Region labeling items
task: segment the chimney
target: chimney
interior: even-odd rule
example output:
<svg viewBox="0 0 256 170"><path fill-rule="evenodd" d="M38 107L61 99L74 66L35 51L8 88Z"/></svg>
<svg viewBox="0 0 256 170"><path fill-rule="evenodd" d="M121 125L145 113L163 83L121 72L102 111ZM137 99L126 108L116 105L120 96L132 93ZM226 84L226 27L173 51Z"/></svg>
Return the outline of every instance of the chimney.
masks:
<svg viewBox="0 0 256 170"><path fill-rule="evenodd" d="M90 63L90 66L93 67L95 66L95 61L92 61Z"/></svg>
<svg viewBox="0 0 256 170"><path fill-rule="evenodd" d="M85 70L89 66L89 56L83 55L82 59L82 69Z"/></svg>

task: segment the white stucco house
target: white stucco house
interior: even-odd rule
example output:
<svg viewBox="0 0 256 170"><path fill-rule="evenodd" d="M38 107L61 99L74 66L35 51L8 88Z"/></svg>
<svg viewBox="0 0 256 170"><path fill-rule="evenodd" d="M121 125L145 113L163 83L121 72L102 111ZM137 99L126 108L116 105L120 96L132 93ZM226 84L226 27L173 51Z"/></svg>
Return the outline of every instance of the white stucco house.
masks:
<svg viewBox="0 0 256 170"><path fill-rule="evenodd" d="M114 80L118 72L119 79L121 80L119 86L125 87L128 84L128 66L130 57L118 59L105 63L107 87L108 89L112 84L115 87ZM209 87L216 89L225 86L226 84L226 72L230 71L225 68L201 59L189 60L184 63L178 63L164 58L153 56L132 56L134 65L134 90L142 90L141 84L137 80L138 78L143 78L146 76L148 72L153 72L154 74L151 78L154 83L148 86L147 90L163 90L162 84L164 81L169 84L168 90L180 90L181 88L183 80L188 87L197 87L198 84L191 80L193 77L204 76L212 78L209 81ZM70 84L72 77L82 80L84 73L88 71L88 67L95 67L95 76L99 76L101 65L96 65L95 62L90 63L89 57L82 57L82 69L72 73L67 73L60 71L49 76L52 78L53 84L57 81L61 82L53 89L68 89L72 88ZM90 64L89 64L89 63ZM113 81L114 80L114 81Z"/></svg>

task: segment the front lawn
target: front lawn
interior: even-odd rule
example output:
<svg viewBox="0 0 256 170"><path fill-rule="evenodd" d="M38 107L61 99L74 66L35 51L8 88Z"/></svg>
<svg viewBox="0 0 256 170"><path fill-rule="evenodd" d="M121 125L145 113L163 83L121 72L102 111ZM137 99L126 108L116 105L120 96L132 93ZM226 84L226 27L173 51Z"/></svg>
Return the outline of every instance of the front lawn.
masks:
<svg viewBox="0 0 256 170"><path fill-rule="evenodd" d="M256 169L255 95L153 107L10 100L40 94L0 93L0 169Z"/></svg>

-- WHAT TO DO --
State how many lines in the entries above contain the word "task". Give only the number.

-- CORRECT RESPONSE --
3